** Opening DATASET RECORDS block **

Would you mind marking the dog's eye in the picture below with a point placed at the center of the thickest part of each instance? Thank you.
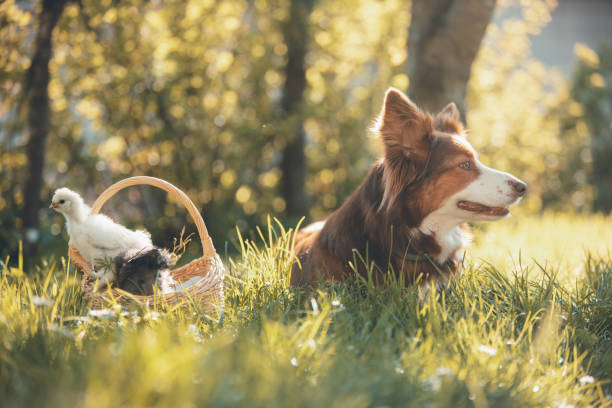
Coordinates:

** Closing DATASET RECORDS block **
** Opening DATASET RECORDS block **

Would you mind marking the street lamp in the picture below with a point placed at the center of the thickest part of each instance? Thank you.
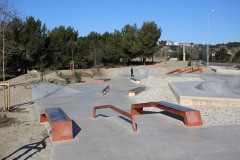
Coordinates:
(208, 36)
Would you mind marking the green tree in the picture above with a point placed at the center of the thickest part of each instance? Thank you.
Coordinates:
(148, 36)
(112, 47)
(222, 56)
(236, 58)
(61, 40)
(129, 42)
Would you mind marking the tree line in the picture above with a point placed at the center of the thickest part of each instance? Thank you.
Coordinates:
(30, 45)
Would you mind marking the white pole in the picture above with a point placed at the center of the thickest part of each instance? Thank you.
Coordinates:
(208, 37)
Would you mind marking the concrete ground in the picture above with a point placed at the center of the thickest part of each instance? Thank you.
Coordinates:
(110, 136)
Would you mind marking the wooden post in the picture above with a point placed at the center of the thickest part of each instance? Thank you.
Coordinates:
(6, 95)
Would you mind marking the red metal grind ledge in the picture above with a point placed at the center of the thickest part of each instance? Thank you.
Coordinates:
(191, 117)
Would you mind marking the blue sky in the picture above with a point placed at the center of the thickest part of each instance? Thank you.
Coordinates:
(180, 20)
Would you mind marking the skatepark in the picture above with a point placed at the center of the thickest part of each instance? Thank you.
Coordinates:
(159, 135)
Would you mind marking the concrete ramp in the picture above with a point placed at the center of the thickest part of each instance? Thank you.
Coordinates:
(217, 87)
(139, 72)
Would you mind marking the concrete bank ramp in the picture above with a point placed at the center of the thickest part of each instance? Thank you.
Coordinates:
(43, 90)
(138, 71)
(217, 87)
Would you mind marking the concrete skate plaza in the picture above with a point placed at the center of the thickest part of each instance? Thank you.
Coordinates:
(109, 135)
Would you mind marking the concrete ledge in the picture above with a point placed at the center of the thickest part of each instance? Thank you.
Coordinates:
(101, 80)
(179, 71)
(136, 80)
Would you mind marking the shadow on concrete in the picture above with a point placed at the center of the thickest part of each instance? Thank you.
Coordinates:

** Closing DATASET RECORDS block **

#### WORK TASK:
State the number of lines in the data that include the string "below", and add nothing else.

#### COMPLETED EXERCISE:
2